> **WHAT TO WORK ON**
Would you write out every entry exactly, but without the pictures?

> **RECORDS SHOWN**

■ ■ ■

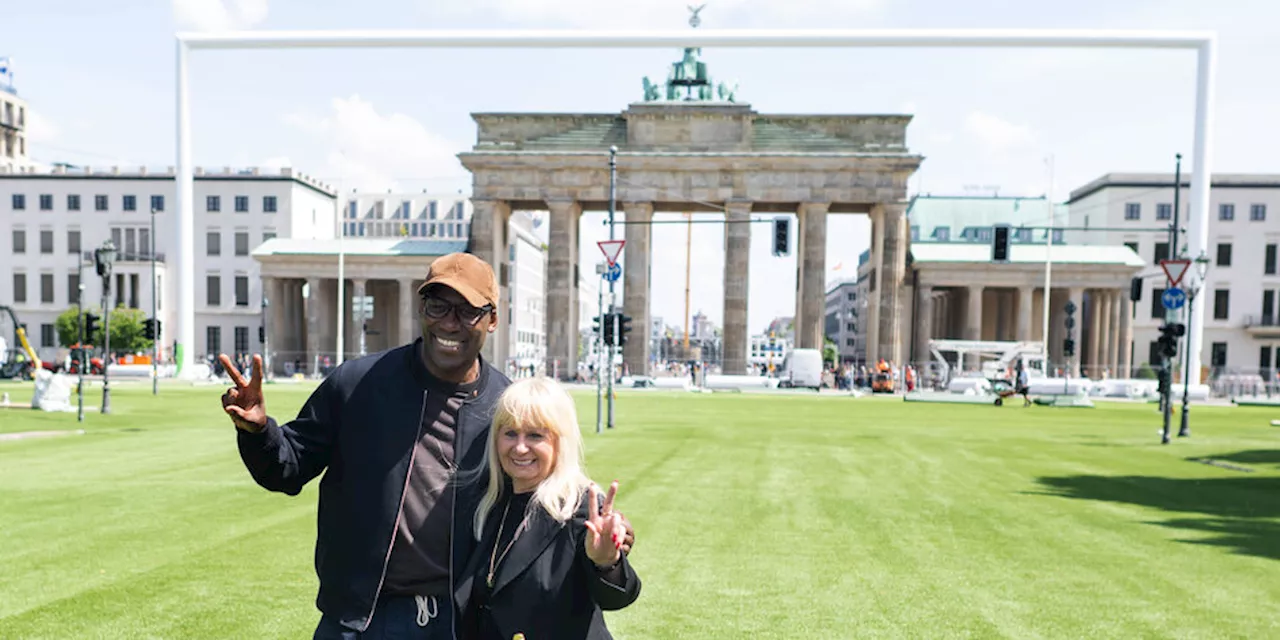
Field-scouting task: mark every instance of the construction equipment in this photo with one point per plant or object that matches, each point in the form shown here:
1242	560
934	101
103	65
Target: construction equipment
18	362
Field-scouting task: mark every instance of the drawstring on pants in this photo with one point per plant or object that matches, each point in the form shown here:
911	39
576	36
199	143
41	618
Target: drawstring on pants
426	608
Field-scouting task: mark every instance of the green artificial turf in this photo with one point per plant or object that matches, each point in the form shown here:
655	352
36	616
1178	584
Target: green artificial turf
758	516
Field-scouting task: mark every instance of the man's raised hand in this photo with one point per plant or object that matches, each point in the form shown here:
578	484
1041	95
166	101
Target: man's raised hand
243	402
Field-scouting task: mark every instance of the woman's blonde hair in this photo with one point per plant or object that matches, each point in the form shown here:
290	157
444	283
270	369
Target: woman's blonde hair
539	403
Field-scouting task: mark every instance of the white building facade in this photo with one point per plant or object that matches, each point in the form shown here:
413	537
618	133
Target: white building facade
1242	289
55	219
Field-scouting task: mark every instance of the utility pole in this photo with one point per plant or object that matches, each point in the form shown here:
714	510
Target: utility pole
613	300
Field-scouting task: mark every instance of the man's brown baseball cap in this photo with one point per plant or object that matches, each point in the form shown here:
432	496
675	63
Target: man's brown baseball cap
466	274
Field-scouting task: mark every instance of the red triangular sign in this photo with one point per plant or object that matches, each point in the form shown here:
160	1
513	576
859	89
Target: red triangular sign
1175	270
612	250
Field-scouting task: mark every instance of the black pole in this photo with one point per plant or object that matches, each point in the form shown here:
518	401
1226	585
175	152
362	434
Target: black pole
81	364
613	315
1184	430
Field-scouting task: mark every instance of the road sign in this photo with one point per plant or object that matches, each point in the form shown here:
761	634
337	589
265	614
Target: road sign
613	273
612	250
1173	298
1174	270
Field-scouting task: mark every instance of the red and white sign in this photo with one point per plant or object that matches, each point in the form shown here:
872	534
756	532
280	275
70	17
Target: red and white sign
1175	270
612	250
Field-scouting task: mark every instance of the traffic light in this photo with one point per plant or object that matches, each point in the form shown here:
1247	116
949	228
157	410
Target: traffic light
781	236
90	327
625	328
608	329
1000	240
1169	334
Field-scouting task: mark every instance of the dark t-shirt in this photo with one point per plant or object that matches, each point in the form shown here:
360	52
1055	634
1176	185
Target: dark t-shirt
420	556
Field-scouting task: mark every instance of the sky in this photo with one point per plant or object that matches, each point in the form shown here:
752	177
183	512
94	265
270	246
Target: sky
99	80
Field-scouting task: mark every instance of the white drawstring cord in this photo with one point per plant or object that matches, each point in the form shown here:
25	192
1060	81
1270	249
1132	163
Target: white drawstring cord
426	608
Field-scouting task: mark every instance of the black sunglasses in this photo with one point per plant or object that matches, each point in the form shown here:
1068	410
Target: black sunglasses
435	309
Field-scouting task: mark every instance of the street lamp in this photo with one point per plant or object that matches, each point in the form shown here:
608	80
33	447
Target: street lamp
1192	289
104	257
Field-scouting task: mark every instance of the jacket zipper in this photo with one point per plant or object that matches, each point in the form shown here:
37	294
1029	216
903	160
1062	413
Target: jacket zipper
400	513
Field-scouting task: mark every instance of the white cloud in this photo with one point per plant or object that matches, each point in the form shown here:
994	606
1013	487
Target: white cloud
40	128
663	14
997	133
375	151
219	14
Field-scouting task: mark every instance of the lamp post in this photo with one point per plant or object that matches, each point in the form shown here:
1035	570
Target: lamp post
155	321
104	257
1201	270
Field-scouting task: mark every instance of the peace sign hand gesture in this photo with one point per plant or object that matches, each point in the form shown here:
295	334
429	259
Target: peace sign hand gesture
243	402
604	529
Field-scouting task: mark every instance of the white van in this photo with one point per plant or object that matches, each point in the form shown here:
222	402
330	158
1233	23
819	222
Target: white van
803	368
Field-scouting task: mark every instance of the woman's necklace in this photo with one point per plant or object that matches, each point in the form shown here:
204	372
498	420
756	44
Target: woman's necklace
494	560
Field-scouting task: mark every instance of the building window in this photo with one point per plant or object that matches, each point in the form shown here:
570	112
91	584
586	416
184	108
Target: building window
19	288
213	291
213	339
1161	252
241	291
1221	304
241	339
1217	359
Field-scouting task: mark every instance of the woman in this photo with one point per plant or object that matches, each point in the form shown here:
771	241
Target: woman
548	558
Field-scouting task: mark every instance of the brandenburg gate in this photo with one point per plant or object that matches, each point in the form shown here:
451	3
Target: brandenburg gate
685	150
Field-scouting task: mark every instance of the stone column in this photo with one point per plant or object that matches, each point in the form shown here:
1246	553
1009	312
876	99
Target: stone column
812	279
1075	296
562	309
924	325
973	323
1125	336
488	241
407	307
312	311
892	282
636	280
873	289
737	264
1095	334
1025	296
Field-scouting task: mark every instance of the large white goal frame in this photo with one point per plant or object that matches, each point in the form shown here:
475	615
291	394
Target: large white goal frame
1205	44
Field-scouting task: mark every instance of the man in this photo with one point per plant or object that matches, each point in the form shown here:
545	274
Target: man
394	430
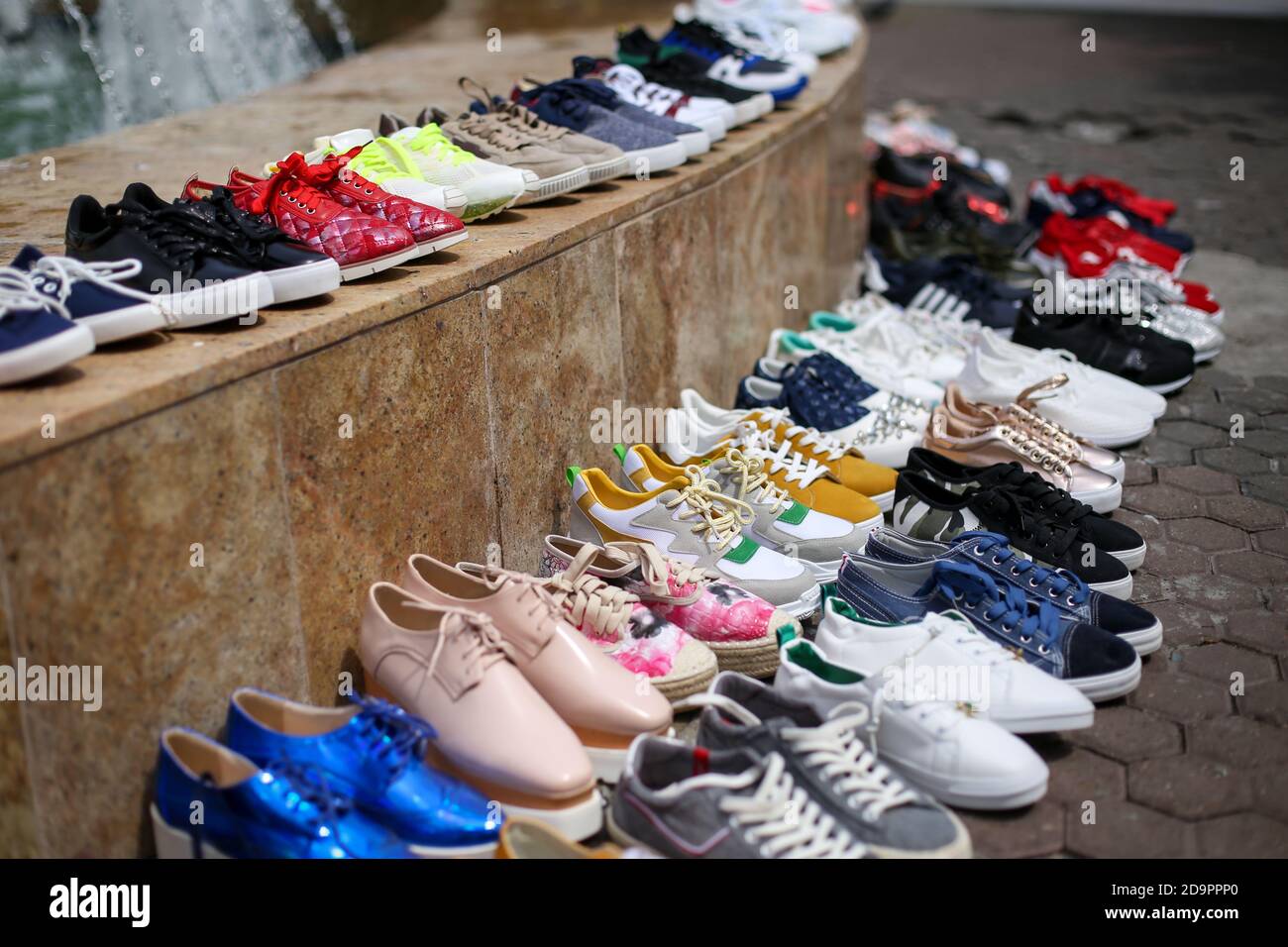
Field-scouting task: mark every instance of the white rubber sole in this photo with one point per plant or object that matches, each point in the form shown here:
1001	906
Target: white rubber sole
661	158
578	822
1107	686
1132	558
357	270
1146	641
124	324
433	247
46	356
1120	587
291	283
545	188
1102	500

■ ■ ■

> **ANSWER TO THE PROBLEM**
Field-scouting task: mark every instance of the construction equipment in this photo with one point per plant or object that matches, each point in the form shown here:
1242	560
934	101
103	65
Target: construction equipment
18	362
Field-scouting task: mark every instance of the drawstring on pants in this photo with one point per plant or object that matches, each point in the form shown here:
911	39
576	36
199	143
41	618
Target: drawstring on pants
426	608
Field-scouting task: mark every instance of the green artificial turf in this photo with one point per plant or object that matches, each point in the form shown here:
655	352
36	616
1178	584
Target: green artificial turf
758	516
Field-scouting task: mark every instance of the man's raised hand in this photo with one point per plant or object that matches, each point in the form shown here:
578	484
1041	95
166	101
Target: man's raised hand
243	402
Field-scouting task: mark every instance of the woman's blonde hair in this photo with one point per plant or object that matches, each point in the form shown here:
290	157
444	283
270	369
Target: woman's blonde hair
539	403
Field-scouting task: mark every instance of the white building facade in this photo with one point per plant or object that matches, each point in the form shown here:
413	537
618	133
Target: white building facade
1242	289
55	219
Field-scouting task: mark every instance of the utility pole in this photo with one point per plant or object that matches, each point in the form shown here:
714	510
Target: utility pole
613	300
Field-scouting task: mark every instance of the man's brown baseball cap in this photo with one point per plant or object that matches, each point in the form shown here:
432	496
675	63
Target: man's brown baseball cap
466	274
Field-scouting task: mark every instance of the red triangular sign in this photo with one point per plant or object that matches, each point in the form shown here:
160	1
513	576
859	89
Target: red triangular sign
1175	270
612	250
Field-scouting task: mark every instance of the black pole in this photo with one point per plant or object that matches, each point in the form shown here:
518	401
1226	585
175	152
362	434
Target: black pole
81	364
613	315
1184	430
Field-scouting task: mark every instance of the road sign in this photo with one point per plant or object that matches, each point in the form shown here:
761	634
337	589
265	614
Target: road sign
613	273
612	250
1173	298
1174	270
Field-scouting task: mark every instance of the red and white sign in this photo with one point per plant or object that matches, each point in the form shown here:
872	534
756	532
280	275
70	17
Target: red and white sign
1175	270
612	250
Field-scouting task: mark every instance of the traffic light in this photo with one point per plant or object that matches, each point in the form shown here:
1247	116
949	228
157	410
Target: traffic light
781	236
90	327
625	328
608	329
1000	240
1169	334
Field-scouting task: mark every instance of the dark t-shirt in this photo with one point per plant or object that matches, each point in the form shown here:
360	52
1055	634
1176	185
Target: dark t-shirt
420	556
Field-scouting task: mark every instance of the sky in this photo with one point per plant or object that matches, each point in the form shown here:
752	177
183	512
94	265
270	246
Target: sky
99	80
Field-scouting task: mark every instance of the white drawstring cord in this photo with one point per plant or object that matches, each point in the form shown here:
25	192
1060	81
1270	249
1132	163
Target: white drawstring cord
426	608
Field-scouting task: mark every instance of the black sunglasses in this photo with one point per plant or object that matches, each point in the form shown here:
1068	410
Target: black sunglasses
435	309
Field-scouting task: mark every instance of the street lamp in this photo with one point per plant or object that matches, each point in the form shown here:
608	80
33	447
Target: street lamp
1192	289
104	257
Field-scouting task: mark every instance of the jacket zipper in this photo with one point per plant or object that matches, each point in the form shown here:
37	294
1029	216
903	160
1062	413
Target: jacket zipper
400	513
Field-scouting task: mark every instance of the white cloud in this photo with one point per plant or object that matches, each point in the form shown here:
994	606
1013	487
Target: white cloud
40	128
663	14
997	133
375	151
219	14
Field-scouting task: mark every instance of the lamp post in this photo with one point per plant or object that matches, each point in the form shown here:
1035	570
Target: lamp post
155	321
104	257
1201	270
Field-scouting task: mark every instance of the peace sign hand gesture in this photo with one point per plant or object that matches, each point in the form shown here:
295	334
429	259
Target: peace sign hand gesture
243	402
604	529
Field-scouting task: mark every instance of the white van in this photo with one point per plant or object that matches, each point in the form shown here:
222	402
330	158
1233	23
819	222
Target: white van
803	368
Field-scouting task: mark every instance of the woman's necklace in this photo with one point per plant or object that matches, each point in the form shown here:
204	372
498	420
756	44
Target: woman's necklace
494	560
Field-scouting task: mark every instance of the building window in this photo with one point per plant or object that matches, each point in the form shown here:
570	112
91	584
586	416
184	108
Target: building window
19	288
213	291
213	339
1161	252
241	291
1221	304
241	339
1217	359
Field-scouting task: mark every instance of the woman in this photo with one point per plant or object that matches, each point in the form shown here:
771	241
Target: woman
548	558
Field-scouting task: mark every instance of the brandenburg gate in this photo with one point per plant or object that matches, each point in the form shown here:
451	3
Target: brandenburg gate
685	150
Field-scouting task: mark every instance of the stone column in this photo with one point per plant or object that matches, each point in the form shown here:
1246	553
1009	312
876	99
Target: stone column
812	279
1075	296
562	309
924	325
973	323
1125	336
488	241
407	307
312	311
892	282
636	280
873	289
737	264
1095	334
1025	296
Field-scouting task: mark every instance of the large white goal frame in this photo with one point per plant or object that matches, each point in the form shown here:
475	615
291	394
Target: large white goal frame
1205	44
Field-scouting task: mark every instance of the man in this photo with one point per plant or object that matches, each point in the form shown here:
545	274
Target: man
394	430
Field-scouting task: mark every instance of the white rubber sole in this photo with one point per plant or object that matches, each point in the form shown here:
1001	906
Target: white rubber sole
661	158
578	822
1107	686
1132	558
357	270
1146	641
124	324
433	247
46	356
1120	587
291	283
545	188
1102	500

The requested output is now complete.